[Source data]
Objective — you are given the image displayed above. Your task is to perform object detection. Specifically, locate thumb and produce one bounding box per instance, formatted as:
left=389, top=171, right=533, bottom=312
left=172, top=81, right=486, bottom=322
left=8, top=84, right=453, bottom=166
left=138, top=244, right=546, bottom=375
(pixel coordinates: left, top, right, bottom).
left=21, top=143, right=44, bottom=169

STATED EXERCISE —
Reproduce the data above, switching "thumb" to "index finger" and leaving every other part unchanged.

FULL ANSWER —
Objective — you are given the image displayed above. Your task is to perform object detection. Specifically, locate index finger and produce one bounding box per instance, formatted as:
left=389, top=171, right=533, bottom=312
left=172, top=81, right=486, bottom=322
left=8, top=84, right=453, bottom=166
left=138, top=244, right=546, bottom=375
(pixel coordinates: left, top, right, bottom).
left=21, top=143, right=44, bottom=169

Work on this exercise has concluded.